• **DOCUMENT EXCERPT**:
════

A basic reading of this notification itself raises numerous questions regarding the framework of operation, authenticity of procedures, accountability of the participants and those above them, and the constitutional and legal validity of rolling out such an exercise. For instance, let’s look at a few keywords specified – radicalization, anti national activities etc. Who defines the meanings of these words that have wider connotations in different contexts? How the interpretation will be done and shared? And even if it is done, how will it be ensured that such an interpretation is in lines with the existing legal and constitutional values? In a socio political environment filled with hatred and other-ing, what is the guarantee that people will not use such a dubious position to settle personal and political vendetta against each other?

════

• **DIRECTIONS**:
a. In the commentary on the notification, which keywords does the writer pick out as examples?
b. Recast the paragraph of the commentary on the notification that starts "A basic reading of this notification" as a short list of the concerns it raises.
c. Extend the commentary on the notification with one more paragraph that follows on from its final question.

════

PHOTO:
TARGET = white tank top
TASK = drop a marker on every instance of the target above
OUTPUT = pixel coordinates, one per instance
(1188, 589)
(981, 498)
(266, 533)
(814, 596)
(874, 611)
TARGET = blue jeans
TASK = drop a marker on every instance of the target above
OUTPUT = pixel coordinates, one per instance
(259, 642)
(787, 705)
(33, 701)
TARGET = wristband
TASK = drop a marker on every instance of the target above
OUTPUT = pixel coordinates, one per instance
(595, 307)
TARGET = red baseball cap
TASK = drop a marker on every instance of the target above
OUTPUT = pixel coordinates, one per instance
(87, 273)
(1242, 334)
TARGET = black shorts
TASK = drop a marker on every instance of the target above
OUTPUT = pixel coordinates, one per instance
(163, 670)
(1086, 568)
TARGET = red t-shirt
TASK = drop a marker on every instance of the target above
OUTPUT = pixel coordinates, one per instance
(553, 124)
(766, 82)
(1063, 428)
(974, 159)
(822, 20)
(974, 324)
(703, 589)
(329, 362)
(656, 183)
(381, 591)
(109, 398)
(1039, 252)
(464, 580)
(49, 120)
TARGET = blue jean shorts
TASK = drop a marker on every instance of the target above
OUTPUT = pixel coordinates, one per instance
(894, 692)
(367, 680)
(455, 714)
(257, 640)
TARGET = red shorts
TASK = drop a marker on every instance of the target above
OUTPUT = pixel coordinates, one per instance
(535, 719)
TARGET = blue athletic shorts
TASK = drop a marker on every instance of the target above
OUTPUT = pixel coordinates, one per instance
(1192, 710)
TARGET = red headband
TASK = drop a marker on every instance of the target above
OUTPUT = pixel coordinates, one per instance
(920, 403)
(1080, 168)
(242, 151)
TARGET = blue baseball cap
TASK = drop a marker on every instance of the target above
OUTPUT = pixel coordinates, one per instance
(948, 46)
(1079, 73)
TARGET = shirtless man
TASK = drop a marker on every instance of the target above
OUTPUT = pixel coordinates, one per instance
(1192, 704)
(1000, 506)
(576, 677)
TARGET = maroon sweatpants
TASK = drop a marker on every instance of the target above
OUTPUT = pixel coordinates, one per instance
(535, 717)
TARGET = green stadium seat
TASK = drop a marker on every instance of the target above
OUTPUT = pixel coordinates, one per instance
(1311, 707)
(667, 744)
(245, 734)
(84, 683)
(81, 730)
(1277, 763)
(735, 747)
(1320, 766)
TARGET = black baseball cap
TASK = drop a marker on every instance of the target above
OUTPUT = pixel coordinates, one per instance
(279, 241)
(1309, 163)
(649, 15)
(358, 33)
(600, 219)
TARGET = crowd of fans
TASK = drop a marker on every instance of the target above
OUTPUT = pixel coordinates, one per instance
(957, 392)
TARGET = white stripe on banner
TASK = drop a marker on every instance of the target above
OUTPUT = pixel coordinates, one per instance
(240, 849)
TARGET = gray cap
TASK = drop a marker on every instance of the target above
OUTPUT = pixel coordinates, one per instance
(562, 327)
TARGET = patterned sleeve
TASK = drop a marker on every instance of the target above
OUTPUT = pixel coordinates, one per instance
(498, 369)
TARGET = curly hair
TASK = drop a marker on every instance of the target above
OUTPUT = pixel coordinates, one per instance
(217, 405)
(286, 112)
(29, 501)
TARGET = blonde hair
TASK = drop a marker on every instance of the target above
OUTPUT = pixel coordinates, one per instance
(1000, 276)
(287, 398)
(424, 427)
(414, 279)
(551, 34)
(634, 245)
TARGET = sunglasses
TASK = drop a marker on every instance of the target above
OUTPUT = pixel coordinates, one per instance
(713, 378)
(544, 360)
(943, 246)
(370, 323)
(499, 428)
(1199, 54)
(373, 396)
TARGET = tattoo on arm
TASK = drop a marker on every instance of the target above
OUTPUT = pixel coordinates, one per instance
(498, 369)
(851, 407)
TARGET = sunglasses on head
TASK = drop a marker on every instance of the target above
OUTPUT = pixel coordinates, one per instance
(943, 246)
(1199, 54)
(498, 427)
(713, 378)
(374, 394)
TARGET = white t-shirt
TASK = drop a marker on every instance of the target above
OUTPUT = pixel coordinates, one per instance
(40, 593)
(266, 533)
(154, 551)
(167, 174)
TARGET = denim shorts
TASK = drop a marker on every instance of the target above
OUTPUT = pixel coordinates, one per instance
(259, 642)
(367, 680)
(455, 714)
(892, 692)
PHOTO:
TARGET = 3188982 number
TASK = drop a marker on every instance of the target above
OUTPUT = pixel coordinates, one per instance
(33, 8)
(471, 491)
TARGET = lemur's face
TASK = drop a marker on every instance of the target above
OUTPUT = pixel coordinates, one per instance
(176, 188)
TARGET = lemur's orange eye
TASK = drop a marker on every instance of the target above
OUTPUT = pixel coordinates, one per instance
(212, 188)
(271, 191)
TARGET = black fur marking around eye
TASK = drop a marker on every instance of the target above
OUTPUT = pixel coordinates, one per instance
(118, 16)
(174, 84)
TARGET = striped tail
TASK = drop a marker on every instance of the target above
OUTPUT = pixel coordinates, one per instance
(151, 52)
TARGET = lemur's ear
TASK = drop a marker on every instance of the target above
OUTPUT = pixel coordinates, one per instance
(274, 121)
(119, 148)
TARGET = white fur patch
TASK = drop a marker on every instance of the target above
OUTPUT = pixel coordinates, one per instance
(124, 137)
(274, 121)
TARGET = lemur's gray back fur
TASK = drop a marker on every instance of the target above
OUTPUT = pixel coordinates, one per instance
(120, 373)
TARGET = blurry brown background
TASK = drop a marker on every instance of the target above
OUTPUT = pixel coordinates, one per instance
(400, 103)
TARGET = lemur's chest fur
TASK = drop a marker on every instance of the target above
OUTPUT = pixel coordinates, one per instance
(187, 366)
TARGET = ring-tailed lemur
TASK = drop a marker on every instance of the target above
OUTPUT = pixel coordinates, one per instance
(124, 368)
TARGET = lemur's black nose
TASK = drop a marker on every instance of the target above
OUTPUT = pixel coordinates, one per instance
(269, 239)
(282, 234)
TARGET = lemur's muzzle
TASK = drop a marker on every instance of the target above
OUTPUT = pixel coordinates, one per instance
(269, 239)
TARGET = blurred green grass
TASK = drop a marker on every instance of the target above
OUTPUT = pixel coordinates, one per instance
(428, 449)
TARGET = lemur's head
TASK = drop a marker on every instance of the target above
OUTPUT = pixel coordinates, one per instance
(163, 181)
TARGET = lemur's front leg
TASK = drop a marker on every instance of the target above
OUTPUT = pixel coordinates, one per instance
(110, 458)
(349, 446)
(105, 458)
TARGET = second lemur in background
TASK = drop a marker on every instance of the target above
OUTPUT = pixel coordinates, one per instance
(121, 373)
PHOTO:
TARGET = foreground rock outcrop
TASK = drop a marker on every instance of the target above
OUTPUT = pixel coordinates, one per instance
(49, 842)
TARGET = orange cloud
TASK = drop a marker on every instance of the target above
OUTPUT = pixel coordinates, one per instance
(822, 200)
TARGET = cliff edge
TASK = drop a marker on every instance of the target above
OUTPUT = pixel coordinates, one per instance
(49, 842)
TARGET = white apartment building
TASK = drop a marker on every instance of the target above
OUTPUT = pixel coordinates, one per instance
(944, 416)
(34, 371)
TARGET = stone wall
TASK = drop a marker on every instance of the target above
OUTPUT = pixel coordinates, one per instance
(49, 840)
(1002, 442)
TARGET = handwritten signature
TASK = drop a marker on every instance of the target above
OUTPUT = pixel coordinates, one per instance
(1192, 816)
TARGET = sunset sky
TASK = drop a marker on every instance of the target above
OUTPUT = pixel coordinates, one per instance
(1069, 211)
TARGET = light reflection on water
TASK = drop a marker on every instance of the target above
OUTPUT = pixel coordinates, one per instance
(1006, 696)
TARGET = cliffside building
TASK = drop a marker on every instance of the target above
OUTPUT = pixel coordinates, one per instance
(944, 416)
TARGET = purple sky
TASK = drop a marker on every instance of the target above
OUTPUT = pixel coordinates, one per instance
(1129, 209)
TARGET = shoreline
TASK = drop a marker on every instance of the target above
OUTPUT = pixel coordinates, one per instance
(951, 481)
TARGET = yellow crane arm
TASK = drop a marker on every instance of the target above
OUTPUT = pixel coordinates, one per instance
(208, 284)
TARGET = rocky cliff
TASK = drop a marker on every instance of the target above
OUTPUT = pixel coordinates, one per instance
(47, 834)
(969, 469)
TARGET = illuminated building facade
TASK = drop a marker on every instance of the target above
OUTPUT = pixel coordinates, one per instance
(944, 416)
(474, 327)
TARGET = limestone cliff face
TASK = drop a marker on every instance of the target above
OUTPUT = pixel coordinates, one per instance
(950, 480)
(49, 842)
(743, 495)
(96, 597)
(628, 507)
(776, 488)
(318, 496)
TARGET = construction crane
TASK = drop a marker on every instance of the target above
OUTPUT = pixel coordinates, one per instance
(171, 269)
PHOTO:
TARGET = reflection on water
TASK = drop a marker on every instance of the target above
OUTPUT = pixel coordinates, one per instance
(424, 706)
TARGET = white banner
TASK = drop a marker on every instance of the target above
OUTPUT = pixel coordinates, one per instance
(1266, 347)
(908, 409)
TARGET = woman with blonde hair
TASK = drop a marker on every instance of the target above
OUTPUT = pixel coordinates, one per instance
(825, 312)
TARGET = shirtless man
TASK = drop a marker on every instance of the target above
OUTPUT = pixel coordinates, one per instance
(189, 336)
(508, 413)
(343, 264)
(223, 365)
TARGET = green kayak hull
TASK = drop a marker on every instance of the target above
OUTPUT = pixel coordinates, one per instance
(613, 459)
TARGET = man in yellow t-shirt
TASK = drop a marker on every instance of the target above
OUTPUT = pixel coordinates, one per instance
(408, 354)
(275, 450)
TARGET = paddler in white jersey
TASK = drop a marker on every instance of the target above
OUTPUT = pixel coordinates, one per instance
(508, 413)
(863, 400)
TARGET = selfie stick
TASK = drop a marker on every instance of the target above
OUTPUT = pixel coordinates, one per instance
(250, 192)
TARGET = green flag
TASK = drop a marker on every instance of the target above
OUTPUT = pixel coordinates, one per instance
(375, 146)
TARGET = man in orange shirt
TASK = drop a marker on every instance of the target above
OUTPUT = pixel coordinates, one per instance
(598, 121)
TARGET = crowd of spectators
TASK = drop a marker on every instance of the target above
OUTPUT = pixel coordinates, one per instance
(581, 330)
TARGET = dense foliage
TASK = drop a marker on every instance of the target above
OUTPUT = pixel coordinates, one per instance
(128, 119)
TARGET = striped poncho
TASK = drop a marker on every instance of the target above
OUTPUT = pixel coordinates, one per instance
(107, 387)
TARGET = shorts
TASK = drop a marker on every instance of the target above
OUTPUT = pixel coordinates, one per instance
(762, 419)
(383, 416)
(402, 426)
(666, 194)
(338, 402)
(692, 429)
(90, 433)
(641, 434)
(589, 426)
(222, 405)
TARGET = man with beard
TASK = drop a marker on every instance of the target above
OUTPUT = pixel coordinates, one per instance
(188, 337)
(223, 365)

════

• **RESPONSES TO THE EXERCISE**:
a. Radicalization and anti national activities.

b.
- A basic reading of the notification raises questions about its framework of operation, the authenticity of its procedures, the accountability of participants and those above them, and its constitutional and legal validity.
- Keywords such as radicalization and anti national activities have wider connotations in different contexts. Who defines them?
- How will the interpretation be done and shared, and how will it be kept in line with existing legal and constitutional values?
- In a socio political environment filled with hatred and other-ing, what guarantees that people will not use such a dubious position to settle personal and political vendettas?

c.
Another grey area is the secrecy with which the volunteers will be operating. As they are not supposed to reveal their association with the government or their role in the programme, an ordinary citizen might never be able to guess the real intention of a person sitting next to him or her, who could actually be a cyber volunteer. It could be a relative, or a friend, or a neighbor and one may not be able to spell out a word against the government or its policies fearing the consequences. Personal, professional and social life will have to be spend with one’s lips zipped. Every single outlet of expressing one’s opinion, including the social media platforms shall be monitored and reported by the government’s “agents.” Isn’t this a blatant violation of Article 19(1) and 21 of the Indian constitution that offers us the fundamental right to freedom of speech, and right to life and liberty respectively? Isn’t this an infringement on the basic human rights as enshrined in the UDHR? Doesn’t this also amount to ignoring the Supreme court verdict in Shreya Singhal Vs Union of India, that struck down Sec 66A of the Information Technology Act (which had provisions of Punishment for sending offensive messages through communication service, etc )?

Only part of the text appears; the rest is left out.